» TUGAS ANDA
Kutip tanpa perubahan bagian dari penjelasan hadis tentang iman di bawah, mulai dari "Abu ‘Amr bin" sampai dengan "kami semua.", termasuk kata-kata penutup itu.

---------- TEKS KUTIPAN ----------

OLEH IMAM NAWAWI {ulama besar mazhab Syafi'i}
Dari Abu
Hamzah, Anas bin Malik radhiyallahu anhu, pelayan Rasulullah Shallallahu
‘alaihi wa Sallam, dari Nabi Shalallahu ‘alaihi wasallam, beliau bersabda:
“Tidak beriman seseorang di antara kamu sehingga ia mencintai milik
saudaranya (sesama muslim) seperti ia mencintai miliknya sendiri”.
[Bukhari no.
13, Muslim no. 45]
Demikianlah di
dalam Shahih Bukhari, digunakan kalimat “milik saudaranya” tanpa kata yang
menunjukkan keraguan. Di dalam Shahih Muslim disebutkan “milik saudaranya atau
tetangganya” dengan kata yang menunjukkan keraguan.
Para ulama
berkata bahwa “tidak beriman” yang dimaksudkan ialah imannya tidak sempurna
karena bila tidak dimaksudkan demikian, maka berarti seseorang tidak memiliki
iman sama sekali bila tidak mempunyai sifat seperti itu. Maksud kalimat
“mencintai milik saudaranya” adalah mencintai hal-hal kebajikan atau hal yang
mubah. Hal ini ditunjukkan oleh riwayat Nasa’i yang berbunyi :
“Sampai ia
mencintai kebaikan untuk saudaranya seperti mencintainya untuk dirinya
sendiri”.
Abu ‘Amr bin
Shalah berkata : “ Perbuatan semacam ini terkadang dianggap sulit sehingga
tidak mungkin dilakukan seseorang. Padahal tidak demikian, karena yang
dimaksudkan ialah bahwa seseorang imannya tidak sempurna sampai ia mencintai
kebaikan untuk saudaranya sesama muslim seperti mencintai kebaikan untuk
dirinya sendiri. Hal tersebut dapat dilaksanakan dengan melakukan sesuatu hal
yang baik bagi diriya, misalnya tidak berdesak-desakkan di tempat ramai atau
tidak mau mengurangi kenikmatan yang menjadi milik orang lain. Hal-hal semacam
itu sebenarnya gampang dilakukan oleh orang yang berhati baik, tetapi sulit
dilakukan orang yang berhati jahat”. Semoga Allah memaafkan kami dan saudara
kami semua.

---------- DAFTAR ENTRI ----------

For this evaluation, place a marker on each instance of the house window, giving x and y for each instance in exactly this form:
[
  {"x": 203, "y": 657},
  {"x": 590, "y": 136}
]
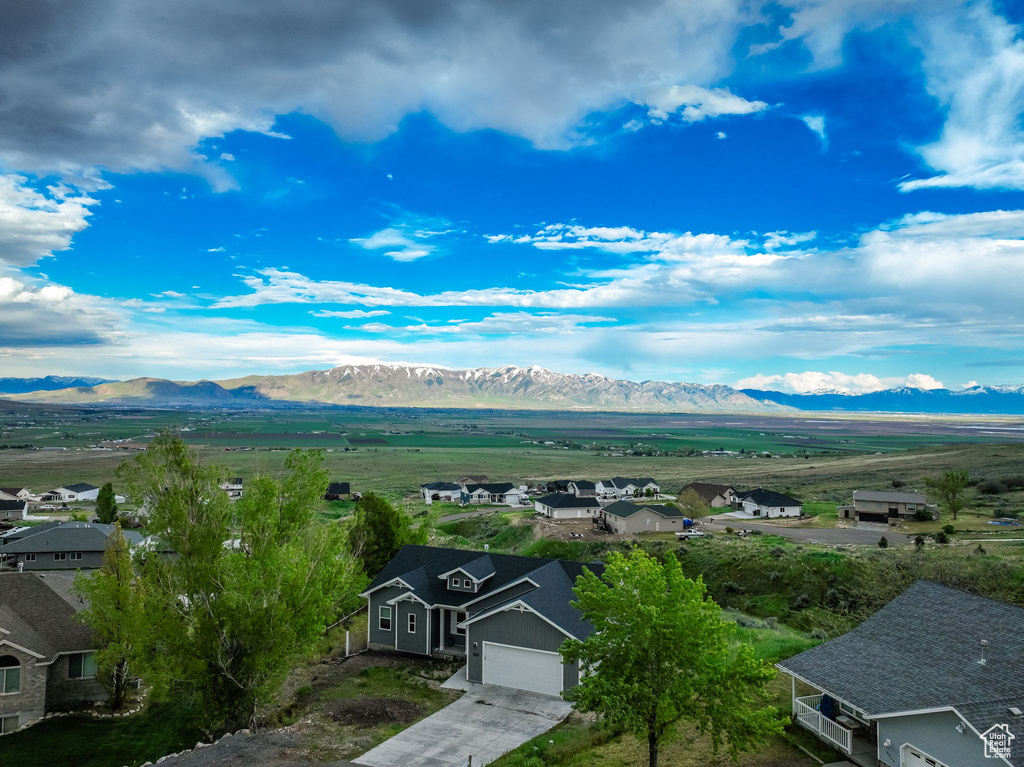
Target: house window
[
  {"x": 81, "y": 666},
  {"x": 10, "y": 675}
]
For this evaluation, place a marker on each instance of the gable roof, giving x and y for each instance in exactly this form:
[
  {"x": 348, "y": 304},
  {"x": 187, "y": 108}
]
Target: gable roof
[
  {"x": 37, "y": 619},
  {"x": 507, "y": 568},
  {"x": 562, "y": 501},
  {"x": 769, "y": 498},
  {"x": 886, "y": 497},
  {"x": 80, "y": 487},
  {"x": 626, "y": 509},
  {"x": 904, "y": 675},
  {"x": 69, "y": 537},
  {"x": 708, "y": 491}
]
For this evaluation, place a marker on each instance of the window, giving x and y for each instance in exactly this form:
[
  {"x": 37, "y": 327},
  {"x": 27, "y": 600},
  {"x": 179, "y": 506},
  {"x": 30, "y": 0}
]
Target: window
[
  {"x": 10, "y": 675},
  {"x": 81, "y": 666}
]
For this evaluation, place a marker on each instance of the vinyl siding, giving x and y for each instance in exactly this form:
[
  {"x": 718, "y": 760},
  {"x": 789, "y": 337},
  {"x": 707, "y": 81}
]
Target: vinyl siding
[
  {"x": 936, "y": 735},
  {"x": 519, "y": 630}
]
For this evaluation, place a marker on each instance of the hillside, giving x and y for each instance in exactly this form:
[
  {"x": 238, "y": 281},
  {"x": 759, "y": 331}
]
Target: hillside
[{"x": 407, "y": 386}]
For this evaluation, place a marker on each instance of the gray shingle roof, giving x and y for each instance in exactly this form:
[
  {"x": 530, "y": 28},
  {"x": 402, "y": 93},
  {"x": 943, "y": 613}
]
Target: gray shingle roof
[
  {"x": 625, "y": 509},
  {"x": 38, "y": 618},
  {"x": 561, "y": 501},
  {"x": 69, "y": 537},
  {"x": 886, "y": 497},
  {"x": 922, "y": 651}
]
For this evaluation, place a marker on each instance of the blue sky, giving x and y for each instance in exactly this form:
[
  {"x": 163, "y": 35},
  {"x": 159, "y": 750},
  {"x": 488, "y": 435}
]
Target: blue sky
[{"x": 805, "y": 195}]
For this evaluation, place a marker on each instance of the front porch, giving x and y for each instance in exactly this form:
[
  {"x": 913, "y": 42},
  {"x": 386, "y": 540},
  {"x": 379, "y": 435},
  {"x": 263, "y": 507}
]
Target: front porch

----------

» JAWABAN DI BAWAH
Abu ‘Amr bin
Shalah berkata : “ Perbuatan semacam ini terkadang dianggap sulit sehingga
tidak mungkin dilakukan seseorang. Padahal tidak demikian, karena yang
dimaksudkan ialah bahwa seseorang imannya tidak sempurna sampai ia mencintai
kebaikan untuk saudaranya sesama muslim seperti mencintai kebaikan untuk
dirinya sendiri. Hal tersebut dapat dilaksanakan dengan melakukan sesuatu hal
yang baik bagi diriya, misalnya tidak berdesak-desakkan di tempat ramai atau
tidak mau mengurangi kenikmatan yang menjadi milik orang lain. Hal-hal semacam
itu sebenarnya gampang dilakukan oleh orang yang berhati baik, tetapi sulit
dilakukan orang yang berhati jahat”. Semoga Allah memaafkan kami dan saudara
kami semua.